There are also a few areas I have made to reduce the e2e time:

  1. add t.Parallel() for those tests with multiple test data.
  2. use subtest to reorganize most e2e test files so they can share the same setup/teardown.
  3. Set NetworkPolicy and AntreaPolicy as long run test cases.
  4. Considering there are some test cases are actually no difference in encap/noencap/hybird, so I use a "skipIfHasEnvNotDefault" to skip them in noencap/hybird jobs. Here is the list, Could you help to double check it's a full list or not? thanks.
    • antctl_test
    • bandwidth_test
    • basic_test
    • flowaggregator_test
    • proxy_test
    • security_test
    • supportbuddle_test

for now, there will be 6 parallel jobs for e2e as below:

  1. E2e tests without long run cases on a Kind cluster on Linux
  2. E2e tests with long run cases only on a Kind cluster on Linux
  3. E2e tests on a Kind cluster on Linux with AntreaProxy disabled
  4. E2e tests on a Kind cluster on Linux (noEncap)

_INFORMATION SUPPLIED_

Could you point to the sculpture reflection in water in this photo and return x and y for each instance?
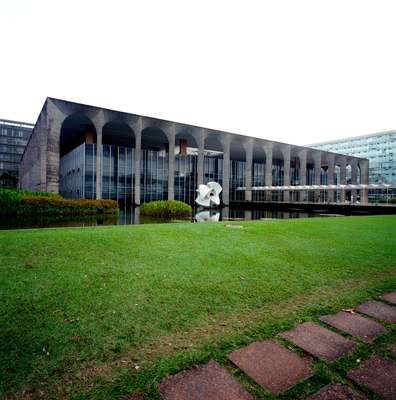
(208, 197)
(207, 216)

_REQUIRED WORK_
a) In the comment on reducing e2e test time, rewrite the part starting with "3. Set NetworkPolicy" and going on through "or not? thanks.", replacing "AntreaPolicy" with "ClusterNetworkPolicy".
b) Answer these questions from the comment on reducing e2e test time:
(i) What is added to the tests with multiple test data?
(ii) How many parallel jobs will there be for e2e for now?
(iii) Which mode does the fourth job listed run in?
c) Continue the comment on reducing e2e test time from the point where it stops.

_THE ANSWERS_
a)
3. Set NetworkPolicy and ClusterNetworkPolicy as long run test cases.
  4. Considering there are some test cases are actually no difference in encap/noencap/hybird, so I use a "skipIfHasEnvNotDefault" to skip them in noencap/hybird jobs. Here is the list, Could you help to double check it's a full list or not? thanks.

b)
(i) t.Parallel() is added.
(ii) There will be 6 parallel jobs.
(iii) It runs in noEncap mode.

c)
  5. E2e tests on a Kind cluster on Linux (hybrid)
  6. E2e tests on a Kind cluster on Linux with Antrea-native policies disabled

the original "E2e tests on a Kind cluster on Linux" e2e are split into above 1 and 2, so long run cases will be run separately.
for 3~6, they are just the same as before exclude those default cases which have no difference in different modes.

Here is an e2e job result with above implementation https://github.com/antrea-io/antrea/actions/runs/921247639, the longest e2e job is 45ms now, but for total duration, looks like it totally depends on how many PRs are running in a close window, unfortunately when this one is triggered, there are multiple PRs running. I don't think there is a way to avoid such cases unless we upgrade the github plan, eg: Pro plan has 40 concurrent jobs https://docs.github.com/en/actions/reference/usage-limits-billing-and-administration

@lzhecheng Could you also help to review above ways to reduce the e2e time? or let me know if you have more ideas about this area. thanks.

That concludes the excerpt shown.